===== Record excerpts

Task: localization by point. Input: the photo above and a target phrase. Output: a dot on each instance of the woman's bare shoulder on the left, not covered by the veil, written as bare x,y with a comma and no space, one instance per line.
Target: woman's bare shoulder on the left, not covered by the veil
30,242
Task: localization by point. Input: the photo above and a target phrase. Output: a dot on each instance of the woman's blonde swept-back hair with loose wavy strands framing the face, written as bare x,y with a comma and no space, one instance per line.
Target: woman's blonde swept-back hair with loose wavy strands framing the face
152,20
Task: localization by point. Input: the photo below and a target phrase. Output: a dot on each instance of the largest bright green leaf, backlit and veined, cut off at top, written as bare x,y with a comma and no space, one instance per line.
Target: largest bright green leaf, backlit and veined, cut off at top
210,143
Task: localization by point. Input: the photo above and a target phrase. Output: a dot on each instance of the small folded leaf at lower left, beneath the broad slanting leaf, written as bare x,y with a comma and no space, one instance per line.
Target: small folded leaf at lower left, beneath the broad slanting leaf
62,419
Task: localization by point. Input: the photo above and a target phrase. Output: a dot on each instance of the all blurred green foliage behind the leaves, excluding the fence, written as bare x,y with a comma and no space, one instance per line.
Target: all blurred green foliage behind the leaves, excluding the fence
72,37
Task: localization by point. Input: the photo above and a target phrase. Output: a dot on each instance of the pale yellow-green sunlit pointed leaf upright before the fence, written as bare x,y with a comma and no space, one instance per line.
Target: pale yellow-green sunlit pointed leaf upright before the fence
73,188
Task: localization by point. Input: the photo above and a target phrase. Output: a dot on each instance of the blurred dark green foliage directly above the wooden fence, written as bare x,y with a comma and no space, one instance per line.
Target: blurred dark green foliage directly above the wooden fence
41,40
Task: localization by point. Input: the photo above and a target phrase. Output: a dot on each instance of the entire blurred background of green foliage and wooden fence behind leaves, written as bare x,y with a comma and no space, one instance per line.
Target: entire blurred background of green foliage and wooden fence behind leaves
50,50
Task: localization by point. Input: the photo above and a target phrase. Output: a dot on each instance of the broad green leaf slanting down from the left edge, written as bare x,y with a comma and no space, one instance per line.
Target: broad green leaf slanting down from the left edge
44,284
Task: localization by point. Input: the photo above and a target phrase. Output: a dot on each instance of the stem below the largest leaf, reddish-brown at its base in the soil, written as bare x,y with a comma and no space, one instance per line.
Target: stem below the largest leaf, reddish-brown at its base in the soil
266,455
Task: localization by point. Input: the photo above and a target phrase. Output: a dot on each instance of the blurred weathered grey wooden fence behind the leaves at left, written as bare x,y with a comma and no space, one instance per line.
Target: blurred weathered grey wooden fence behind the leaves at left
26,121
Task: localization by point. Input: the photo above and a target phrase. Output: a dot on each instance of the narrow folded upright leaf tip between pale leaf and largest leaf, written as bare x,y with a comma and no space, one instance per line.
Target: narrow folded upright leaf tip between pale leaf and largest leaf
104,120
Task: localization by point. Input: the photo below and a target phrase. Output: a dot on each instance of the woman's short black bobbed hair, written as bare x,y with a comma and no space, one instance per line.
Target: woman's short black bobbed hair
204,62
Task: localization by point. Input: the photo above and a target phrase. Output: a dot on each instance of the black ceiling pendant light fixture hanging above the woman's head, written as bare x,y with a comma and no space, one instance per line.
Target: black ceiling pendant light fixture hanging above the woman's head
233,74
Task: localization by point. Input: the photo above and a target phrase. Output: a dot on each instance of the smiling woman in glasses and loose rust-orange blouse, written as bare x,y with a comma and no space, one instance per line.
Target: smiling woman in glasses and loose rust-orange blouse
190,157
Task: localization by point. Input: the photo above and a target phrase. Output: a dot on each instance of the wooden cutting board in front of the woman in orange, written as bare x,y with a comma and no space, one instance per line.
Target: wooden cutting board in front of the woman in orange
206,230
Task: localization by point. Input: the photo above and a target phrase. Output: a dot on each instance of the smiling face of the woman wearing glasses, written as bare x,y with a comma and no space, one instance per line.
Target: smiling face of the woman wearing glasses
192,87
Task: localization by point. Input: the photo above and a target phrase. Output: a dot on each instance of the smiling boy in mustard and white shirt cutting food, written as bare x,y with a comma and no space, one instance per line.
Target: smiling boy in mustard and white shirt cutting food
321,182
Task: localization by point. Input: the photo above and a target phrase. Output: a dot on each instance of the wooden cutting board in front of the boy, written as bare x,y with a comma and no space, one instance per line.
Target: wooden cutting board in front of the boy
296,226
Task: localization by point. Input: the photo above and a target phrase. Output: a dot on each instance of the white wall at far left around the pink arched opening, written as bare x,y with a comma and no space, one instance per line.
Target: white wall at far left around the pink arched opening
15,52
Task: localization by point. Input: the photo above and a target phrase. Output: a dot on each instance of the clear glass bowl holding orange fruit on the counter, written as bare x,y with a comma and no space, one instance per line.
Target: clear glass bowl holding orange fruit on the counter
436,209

==========

**What the task asks:**
Your answer must be an exact transcription of the lines from the one containing "the smiling face" through the last line of the records above, and nothing else.

**The answer:**
Task: localization by point. Input: the photo above and a target phrase. Output: a dot on each instance of the smiling face of the woman wearing glasses, written as bare x,y with a comma and no space, one instance per line.
Target: smiling face of the woman wearing glasses
192,87
Task: localization by point. Input: the photo above and a target phrase. Output: a dot on each instance of the smiling boy in mustard and white shirt cutting food, written as bare x,y with a comma and no space, one instance per line.
Target: smiling boy in mustard and white shirt cutting food
321,182
Task: localization by point. Input: the photo above and a target phrase. Output: a dot on each instance of the wooden cutting board in front of the boy, written as bare x,y with a comma and no space, one instance per line.
Target: wooden cutting board in front of the boy
296,226
Task: localization by point. Input: the photo above and a target phrase. Output: a dot on each instance of the white wall at far left around the pink arched opening, written as bare x,y with a comma and no space, one instance per line.
Target: white wall at far left around the pink arched opening
15,52
Task: localization by point. Input: the photo above and a target phrase. Output: a dot on each instance of the clear glass bowl holding orange fruit on the counter, written as bare x,y with a comma and no space, one instance per line.
Target: clear glass bowl holding orange fruit on the counter
436,209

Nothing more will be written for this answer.